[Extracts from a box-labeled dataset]
-.-.-

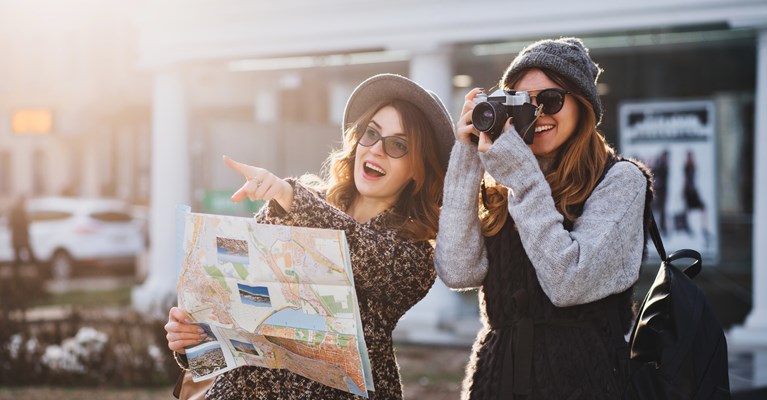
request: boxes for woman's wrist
[173,351,189,371]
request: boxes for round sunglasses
[527,88,570,115]
[357,127,408,158]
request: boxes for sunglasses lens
[536,89,565,115]
[359,128,381,147]
[358,128,408,158]
[384,136,408,158]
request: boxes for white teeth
[365,162,386,175]
[535,125,554,133]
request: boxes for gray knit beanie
[501,37,602,125]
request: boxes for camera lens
[471,101,509,138]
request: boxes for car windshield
[29,210,72,222]
[91,211,133,222]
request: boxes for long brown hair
[310,99,445,240]
[480,69,614,236]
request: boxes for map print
[178,206,374,397]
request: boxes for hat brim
[341,74,455,170]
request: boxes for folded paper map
[177,206,374,397]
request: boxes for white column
[132,70,190,318]
[409,46,453,117]
[394,46,481,344]
[728,28,767,347]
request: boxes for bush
[0,311,178,387]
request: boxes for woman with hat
[165,74,455,399]
[435,38,651,399]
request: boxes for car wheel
[51,250,74,280]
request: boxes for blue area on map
[264,308,327,331]
[346,378,368,397]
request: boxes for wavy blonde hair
[479,68,614,236]
[308,99,445,241]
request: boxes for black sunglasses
[357,126,408,158]
[528,88,570,115]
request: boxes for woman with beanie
[165,74,455,400]
[435,38,651,399]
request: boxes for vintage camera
[471,89,540,144]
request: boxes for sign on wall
[620,100,719,262]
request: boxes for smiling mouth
[535,125,554,134]
[362,162,386,177]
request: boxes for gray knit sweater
[435,132,647,307]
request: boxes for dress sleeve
[480,135,647,306]
[256,178,436,312]
[434,142,487,289]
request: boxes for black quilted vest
[465,159,652,400]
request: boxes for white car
[0,197,146,279]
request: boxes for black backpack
[624,217,730,400]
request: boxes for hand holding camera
[471,89,542,144]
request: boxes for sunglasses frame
[357,126,410,158]
[527,88,571,115]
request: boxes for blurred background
[0,0,767,399]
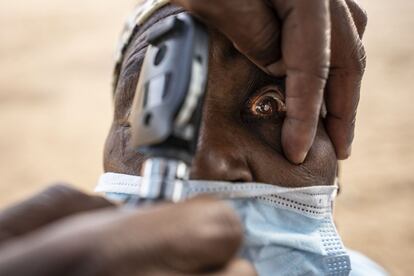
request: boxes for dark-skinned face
[104,21,337,187]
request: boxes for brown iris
[248,89,286,118]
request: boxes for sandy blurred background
[0,0,414,275]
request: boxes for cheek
[245,121,337,187]
[104,125,145,175]
[245,120,283,155]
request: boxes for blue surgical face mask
[96,173,351,275]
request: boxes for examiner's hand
[172,0,367,163]
[0,185,255,276]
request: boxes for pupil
[256,99,272,114]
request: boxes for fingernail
[337,145,352,160]
[346,145,352,158]
[292,151,308,165]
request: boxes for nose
[191,125,253,182]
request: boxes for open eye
[247,86,286,119]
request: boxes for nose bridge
[191,115,253,182]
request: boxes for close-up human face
[104,10,336,187]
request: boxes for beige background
[0,0,414,275]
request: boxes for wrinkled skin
[0,0,366,276]
[172,0,367,163]
[104,30,336,187]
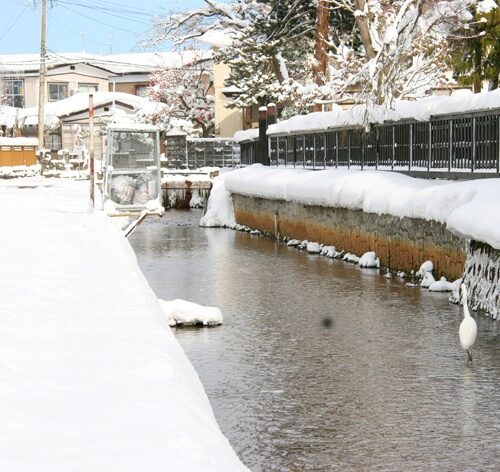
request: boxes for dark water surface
[130,211,500,472]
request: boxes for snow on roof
[0,138,38,146]
[0,50,213,74]
[477,0,498,13]
[0,105,19,128]
[19,92,164,125]
[108,123,160,133]
[233,128,259,142]
[270,89,500,136]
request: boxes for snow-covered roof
[4,92,165,127]
[0,105,19,128]
[0,50,213,74]
[108,123,160,133]
[268,89,500,136]
[0,138,38,146]
[233,128,259,142]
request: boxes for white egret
[458,284,477,362]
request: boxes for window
[78,84,98,93]
[135,85,149,97]
[49,82,68,102]
[0,79,24,108]
[47,132,62,151]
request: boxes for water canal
[130,211,500,471]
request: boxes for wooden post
[38,0,47,151]
[257,107,270,166]
[89,93,94,208]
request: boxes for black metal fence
[163,135,240,169]
[240,110,500,173]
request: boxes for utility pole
[314,0,330,111]
[89,93,95,208]
[38,0,47,150]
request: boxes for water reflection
[131,211,500,471]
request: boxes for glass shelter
[103,124,163,213]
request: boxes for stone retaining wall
[464,241,500,319]
[233,194,466,280]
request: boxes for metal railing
[240,109,500,174]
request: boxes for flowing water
[130,211,500,472]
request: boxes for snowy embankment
[225,164,500,249]
[158,298,222,326]
[0,181,246,472]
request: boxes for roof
[0,92,165,125]
[0,50,213,74]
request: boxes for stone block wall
[464,241,500,319]
[233,194,466,280]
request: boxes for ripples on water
[130,211,500,471]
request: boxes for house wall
[214,64,243,138]
[24,64,109,108]
[108,82,149,95]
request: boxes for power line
[0,6,27,40]
[61,4,139,36]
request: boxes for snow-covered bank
[158,298,222,326]
[224,164,500,249]
[0,180,246,472]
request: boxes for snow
[158,299,222,326]
[268,89,500,139]
[233,128,259,143]
[200,177,236,227]
[306,241,322,254]
[429,277,454,292]
[0,138,38,146]
[417,261,434,277]
[359,251,380,268]
[224,168,500,253]
[0,179,246,472]
[476,0,498,13]
[420,272,436,288]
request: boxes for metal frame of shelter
[102,124,165,216]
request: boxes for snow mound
[417,261,434,277]
[224,168,500,253]
[420,272,436,288]
[158,298,222,326]
[321,246,340,259]
[359,251,380,268]
[200,174,236,228]
[306,242,322,254]
[429,277,454,292]
[342,252,359,264]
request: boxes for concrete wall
[464,241,500,319]
[233,194,466,280]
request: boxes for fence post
[347,130,351,169]
[335,131,339,169]
[427,121,432,172]
[313,133,316,169]
[470,116,476,172]
[375,127,380,170]
[285,136,288,167]
[257,107,270,166]
[323,132,328,169]
[391,125,396,170]
[497,115,500,173]
[408,123,413,171]
[448,119,453,172]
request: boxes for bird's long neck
[462,285,470,318]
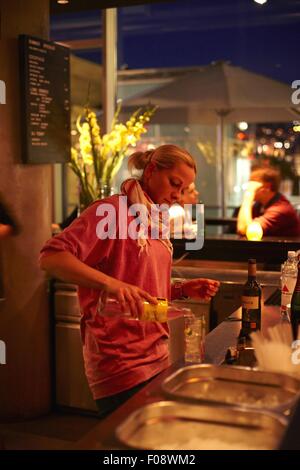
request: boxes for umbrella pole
[217,112,226,218]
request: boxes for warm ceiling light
[237,121,248,131]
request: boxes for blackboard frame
[19,35,71,164]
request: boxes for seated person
[169,183,199,238]
[237,168,300,237]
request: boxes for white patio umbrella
[124,62,300,217]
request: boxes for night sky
[51,0,300,83]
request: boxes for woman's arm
[40,251,157,317]
[0,224,13,240]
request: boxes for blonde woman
[40,145,219,417]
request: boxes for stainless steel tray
[162,364,300,412]
[116,401,286,450]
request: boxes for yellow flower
[70,104,156,204]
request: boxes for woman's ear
[144,162,157,179]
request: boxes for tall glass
[184,314,205,364]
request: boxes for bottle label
[242,295,259,310]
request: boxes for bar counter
[172,234,300,270]
[74,287,281,450]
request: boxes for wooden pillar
[0,0,52,420]
[102,8,117,132]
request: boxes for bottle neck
[248,263,256,281]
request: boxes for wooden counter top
[74,287,280,450]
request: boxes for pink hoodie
[41,195,171,399]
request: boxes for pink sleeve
[40,204,114,266]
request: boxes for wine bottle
[240,259,261,338]
[290,263,300,339]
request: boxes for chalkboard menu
[19,35,71,163]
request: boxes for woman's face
[143,162,195,206]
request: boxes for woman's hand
[102,277,157,318]
[182,278,220,300]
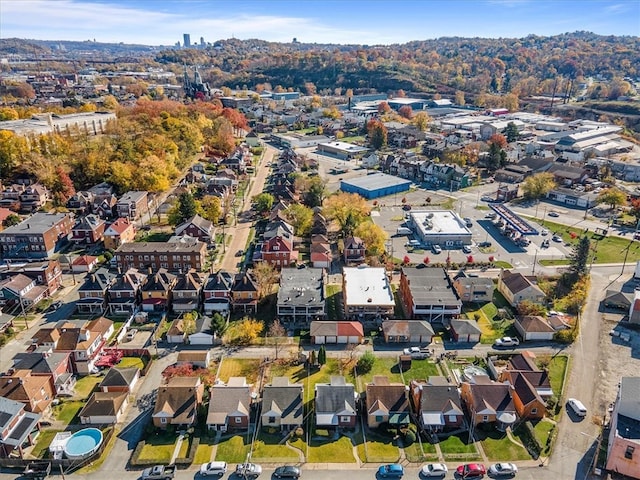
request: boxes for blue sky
[0,0,640,45]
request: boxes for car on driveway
[378,463,404,478]
[420,463,447,478]
[489,463,518,477]
[273,465,300,478]
[456,463,487,479]
[493,337,520,347]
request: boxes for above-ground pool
[64,428,102,459]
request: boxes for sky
[0,0,640,45]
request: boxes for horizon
[0,0,640,46]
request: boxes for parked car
[236,463,262,478]
[420,463,447,478]
[200,462,227,477]
[273,465,300,478]
[489,463,518,477]
[493,337,520,347]
[378,463,404,478]
[456,463,487,478]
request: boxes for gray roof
[402,267,462,305]
[278,268,325,307]
[262,377,304,425]
[315,376,356,415]
[2,212,69,236]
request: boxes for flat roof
[342,172,411,190]
[342,265,395,306]
[409,210,471,235]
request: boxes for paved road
[219,144,278,272]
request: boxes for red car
[456,463,487,478]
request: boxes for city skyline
[0,0,640,46]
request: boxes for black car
[273,465,300,478]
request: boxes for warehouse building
[340,173,411,200]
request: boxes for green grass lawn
[438,433,478,457]
[251,432,299,463]
[356,357,402,392]
[535,219,640,265]
[31,430,61,458]
[402,360,442,384]
[74,375,104,399]
[220,358,260,384]
[216,435,251,463]
[537,355,569,398]
[476,429,531,461]
[139,432,177,463]
[354,430,400,463]
[118,357,144,370]
[193,436,213,465]
[53,400,84,425]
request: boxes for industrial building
[407,210,471,248]
[340,173,411,200]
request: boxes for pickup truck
[140,465,176,480]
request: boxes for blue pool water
[64,428,102,458]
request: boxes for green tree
[356,350,376,375]
[211,312,228,337]
[318,345,327,365]
[504,122,520,143]
[2,213,22,228]
[520,172,557,200]
[367,119,388,150]
[169,192,200,225]
[596,187,627,209]
[251,192,275,215]
[284,203,313,237]
[569,235,591,277]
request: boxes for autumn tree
[353,222,388,257]
[284,203,313,237]
[169,192,200,225]
[596,187,627,209]
[253,262,279,300]
[251,192,275,215]
[267,318,287,360]
[520,172,557,200]
[323,192,371,237]
[367,119,387,150]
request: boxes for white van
[567,398,587,417]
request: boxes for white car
[489,463,518,477]
[420,463,447,477]
[493,337,520,347]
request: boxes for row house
[116,191,149,220]
[175,215,215,243]
[0,260,62,297]
[203,270,234,315]
[0,397,42,458]
[31,317,114,375]
[115,237,207,272]
[0,273,48,311]
[71,214,106,245]
[103,218,137,250]
[0,212,74,259]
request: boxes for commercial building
[407,210,471,248]
[340,173,411,200]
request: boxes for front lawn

-.-.-

To do
Gather every line in the records above that contains the word "neck", and list those lines.

Expected output
request: boxes for bird's long neck
request: boxes for bottle neck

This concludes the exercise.